Stated task:
Answer these questions from the text on China's presence in Uzbekistan:
1. Where did Xi Jinping go for a summit last September?
2. In what year did the Pengsheng Industrial Park open?
3. Of the park's 1,500 employees, how many are Uzbeks, according to Chinese media?

When Chinese President Xi Jinping visited Uzbekistan for a summit last September, much Western commentary read like boilerplate: China is taking over Central Asia’s resources, technological development and infrastructure. Forbes described the “mountains of dirt and earth moved by Chinese mining equipment, computer hardware to power the new tech economies made in China, and funding for railroads and highways and bridges mostly all from China.”
But while this picture forms the prevalent account of Chinese investment globally, and may indeed be where the biggest money is, it oversimplifies how Beijing is gaining leverage in Central Asia and misses where Chinese soft power is strongest.
Through my fieldwork in Uzbekistan, and interviews with local stakeholders, I see a much larger, diverse and widespread Chinese presence in the country. China is not only deeply involved in mining, infrastructure and energy; it is also a source of much-needed jobs.
Take the first major China-backed special economic zone in the country. The Pengsheng Industrial Park, a $100 million joint-venture, opened in 2009 near the city of Sirdaryo some 70 kilometers from Tashkent, and hosts up to 16 companies involved in producing everything from ceramic tiles and smartphones for Central Asian markets to raw leather and pet food for China. Chinese media claim the conglomerate mostly hires local workers: Out of 1,500 employees, 1,300 are Uzbeks. Indeed, a promotional video says Pengsheng chose Sirdaryo for its plentiful labor.

Data shown:
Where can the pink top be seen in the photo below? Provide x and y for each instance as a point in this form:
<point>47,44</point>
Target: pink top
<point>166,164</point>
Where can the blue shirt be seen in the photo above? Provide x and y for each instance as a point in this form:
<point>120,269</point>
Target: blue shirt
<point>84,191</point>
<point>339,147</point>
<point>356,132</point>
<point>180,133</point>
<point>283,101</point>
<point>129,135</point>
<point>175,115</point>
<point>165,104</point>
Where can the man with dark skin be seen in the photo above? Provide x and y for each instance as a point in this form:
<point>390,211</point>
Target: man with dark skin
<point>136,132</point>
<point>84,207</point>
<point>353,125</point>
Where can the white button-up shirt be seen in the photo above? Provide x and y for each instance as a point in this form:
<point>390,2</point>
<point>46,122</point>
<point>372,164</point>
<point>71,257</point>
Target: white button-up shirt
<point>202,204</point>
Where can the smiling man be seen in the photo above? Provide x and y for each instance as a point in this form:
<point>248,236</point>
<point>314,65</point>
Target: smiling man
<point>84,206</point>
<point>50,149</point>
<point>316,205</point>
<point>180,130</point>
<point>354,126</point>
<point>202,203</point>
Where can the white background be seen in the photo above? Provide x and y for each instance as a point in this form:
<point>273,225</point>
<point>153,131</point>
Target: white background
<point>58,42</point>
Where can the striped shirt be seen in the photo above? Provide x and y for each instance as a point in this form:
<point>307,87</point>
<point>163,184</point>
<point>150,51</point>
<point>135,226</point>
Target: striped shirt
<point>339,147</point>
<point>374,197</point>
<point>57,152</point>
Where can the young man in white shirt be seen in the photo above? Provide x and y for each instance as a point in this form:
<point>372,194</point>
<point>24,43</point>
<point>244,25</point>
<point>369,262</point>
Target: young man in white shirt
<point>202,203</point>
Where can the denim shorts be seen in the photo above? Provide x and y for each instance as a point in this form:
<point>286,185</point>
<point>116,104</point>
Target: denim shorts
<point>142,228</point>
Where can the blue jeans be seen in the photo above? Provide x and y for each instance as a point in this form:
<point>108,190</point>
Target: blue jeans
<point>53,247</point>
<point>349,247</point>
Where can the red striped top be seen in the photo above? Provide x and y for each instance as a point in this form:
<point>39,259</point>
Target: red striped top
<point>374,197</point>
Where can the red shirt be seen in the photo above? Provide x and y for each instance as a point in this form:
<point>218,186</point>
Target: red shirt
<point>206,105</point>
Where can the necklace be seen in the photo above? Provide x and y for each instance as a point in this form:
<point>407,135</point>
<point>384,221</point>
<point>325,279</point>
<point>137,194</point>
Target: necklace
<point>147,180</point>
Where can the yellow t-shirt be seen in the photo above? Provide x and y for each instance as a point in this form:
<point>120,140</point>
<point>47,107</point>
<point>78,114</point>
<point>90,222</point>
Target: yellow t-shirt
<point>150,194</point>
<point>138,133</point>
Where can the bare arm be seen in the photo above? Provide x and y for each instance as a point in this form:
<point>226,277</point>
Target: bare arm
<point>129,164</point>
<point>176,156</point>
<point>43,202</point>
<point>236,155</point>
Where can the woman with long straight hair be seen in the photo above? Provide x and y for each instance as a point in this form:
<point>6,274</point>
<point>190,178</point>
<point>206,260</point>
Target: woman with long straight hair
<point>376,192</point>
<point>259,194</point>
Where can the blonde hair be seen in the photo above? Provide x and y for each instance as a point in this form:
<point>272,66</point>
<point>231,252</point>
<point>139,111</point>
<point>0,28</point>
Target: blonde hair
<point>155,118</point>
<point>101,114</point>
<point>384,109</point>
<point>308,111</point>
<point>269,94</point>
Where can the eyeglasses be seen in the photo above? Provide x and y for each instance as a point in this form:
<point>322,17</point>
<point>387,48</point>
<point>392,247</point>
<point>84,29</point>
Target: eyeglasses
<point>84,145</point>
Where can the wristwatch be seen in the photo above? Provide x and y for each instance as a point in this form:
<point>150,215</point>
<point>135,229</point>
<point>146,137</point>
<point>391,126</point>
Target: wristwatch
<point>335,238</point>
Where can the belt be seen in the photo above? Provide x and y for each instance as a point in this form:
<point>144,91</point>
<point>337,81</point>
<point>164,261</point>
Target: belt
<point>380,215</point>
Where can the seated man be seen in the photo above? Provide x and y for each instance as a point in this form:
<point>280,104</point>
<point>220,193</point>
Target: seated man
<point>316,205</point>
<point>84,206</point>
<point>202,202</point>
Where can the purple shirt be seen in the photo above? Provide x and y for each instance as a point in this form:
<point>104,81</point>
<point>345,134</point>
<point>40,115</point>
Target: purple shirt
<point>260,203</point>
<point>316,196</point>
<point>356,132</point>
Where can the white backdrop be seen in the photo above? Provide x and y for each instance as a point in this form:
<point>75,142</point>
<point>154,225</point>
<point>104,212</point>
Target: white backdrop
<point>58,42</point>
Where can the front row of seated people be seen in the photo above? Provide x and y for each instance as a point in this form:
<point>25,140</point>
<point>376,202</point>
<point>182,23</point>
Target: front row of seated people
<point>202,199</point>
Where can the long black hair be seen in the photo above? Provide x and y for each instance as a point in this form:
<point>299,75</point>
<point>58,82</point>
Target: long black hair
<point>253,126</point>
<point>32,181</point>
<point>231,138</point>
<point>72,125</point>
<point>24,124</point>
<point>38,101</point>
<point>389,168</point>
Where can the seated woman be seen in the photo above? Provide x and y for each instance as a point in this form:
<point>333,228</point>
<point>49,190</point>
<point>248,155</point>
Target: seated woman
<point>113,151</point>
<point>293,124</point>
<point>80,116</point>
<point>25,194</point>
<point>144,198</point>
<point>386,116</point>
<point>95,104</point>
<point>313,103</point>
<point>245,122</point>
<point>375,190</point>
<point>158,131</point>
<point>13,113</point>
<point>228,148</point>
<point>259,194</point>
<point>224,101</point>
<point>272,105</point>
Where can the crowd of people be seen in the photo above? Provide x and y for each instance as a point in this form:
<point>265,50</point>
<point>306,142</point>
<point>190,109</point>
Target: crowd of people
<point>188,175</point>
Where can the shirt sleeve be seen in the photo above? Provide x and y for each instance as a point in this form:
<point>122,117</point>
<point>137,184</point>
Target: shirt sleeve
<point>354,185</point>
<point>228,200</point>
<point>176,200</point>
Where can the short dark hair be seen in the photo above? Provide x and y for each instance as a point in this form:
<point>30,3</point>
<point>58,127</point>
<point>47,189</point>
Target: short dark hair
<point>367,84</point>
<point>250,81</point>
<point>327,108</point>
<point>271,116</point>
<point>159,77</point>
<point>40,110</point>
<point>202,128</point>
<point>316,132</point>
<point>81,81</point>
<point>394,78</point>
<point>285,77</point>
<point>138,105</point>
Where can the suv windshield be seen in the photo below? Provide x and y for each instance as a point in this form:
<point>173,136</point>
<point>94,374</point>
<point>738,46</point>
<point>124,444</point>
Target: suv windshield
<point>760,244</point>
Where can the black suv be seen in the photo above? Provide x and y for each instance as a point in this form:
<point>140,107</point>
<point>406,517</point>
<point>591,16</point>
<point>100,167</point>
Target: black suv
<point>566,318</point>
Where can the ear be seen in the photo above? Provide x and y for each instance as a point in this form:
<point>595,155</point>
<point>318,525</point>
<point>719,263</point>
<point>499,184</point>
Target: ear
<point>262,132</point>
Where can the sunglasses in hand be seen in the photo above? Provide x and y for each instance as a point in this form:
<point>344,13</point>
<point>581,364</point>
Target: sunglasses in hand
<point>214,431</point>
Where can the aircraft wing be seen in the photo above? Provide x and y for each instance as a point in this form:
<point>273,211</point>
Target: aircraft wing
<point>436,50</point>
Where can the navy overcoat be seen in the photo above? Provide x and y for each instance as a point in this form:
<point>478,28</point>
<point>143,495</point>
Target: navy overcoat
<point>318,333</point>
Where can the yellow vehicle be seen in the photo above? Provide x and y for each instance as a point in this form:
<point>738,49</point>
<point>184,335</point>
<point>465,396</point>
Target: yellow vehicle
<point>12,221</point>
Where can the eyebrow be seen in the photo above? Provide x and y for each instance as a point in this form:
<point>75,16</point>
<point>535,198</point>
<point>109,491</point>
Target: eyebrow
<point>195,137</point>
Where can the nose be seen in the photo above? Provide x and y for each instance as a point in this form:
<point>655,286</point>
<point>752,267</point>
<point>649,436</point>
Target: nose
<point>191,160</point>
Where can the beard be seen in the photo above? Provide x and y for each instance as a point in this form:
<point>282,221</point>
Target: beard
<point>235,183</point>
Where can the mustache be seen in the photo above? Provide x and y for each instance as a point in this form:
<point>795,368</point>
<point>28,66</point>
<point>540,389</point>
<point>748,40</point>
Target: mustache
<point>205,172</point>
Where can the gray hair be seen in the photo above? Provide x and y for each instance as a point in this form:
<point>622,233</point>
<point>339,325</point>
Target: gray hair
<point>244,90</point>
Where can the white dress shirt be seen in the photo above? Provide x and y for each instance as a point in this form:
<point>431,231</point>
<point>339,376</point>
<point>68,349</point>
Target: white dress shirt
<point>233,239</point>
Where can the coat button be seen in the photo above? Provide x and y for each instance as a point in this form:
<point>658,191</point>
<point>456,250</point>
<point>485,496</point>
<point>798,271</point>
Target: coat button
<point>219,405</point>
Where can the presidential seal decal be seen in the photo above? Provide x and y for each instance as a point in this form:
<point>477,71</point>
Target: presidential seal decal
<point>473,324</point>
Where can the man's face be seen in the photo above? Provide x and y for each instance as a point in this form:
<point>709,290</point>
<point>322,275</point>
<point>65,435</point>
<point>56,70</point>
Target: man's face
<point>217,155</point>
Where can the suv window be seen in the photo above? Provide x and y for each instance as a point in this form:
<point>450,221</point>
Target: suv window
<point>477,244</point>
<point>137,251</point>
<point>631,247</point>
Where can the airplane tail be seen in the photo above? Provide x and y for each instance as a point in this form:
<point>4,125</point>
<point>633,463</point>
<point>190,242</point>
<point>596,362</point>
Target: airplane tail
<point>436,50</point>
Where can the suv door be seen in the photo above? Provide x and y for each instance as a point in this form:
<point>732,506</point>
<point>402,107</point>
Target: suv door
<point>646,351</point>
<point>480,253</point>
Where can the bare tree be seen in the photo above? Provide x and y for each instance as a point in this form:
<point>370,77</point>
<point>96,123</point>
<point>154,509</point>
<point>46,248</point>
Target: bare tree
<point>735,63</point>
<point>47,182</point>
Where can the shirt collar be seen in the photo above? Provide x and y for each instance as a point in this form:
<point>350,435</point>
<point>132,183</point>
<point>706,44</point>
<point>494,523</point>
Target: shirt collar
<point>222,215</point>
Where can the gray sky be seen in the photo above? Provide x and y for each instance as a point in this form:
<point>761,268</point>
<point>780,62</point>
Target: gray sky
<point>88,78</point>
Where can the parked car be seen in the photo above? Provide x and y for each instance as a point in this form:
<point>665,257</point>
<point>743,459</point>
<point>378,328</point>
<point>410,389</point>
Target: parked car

Task response:
1. Uzbekistan
2. 2009
3. 1,300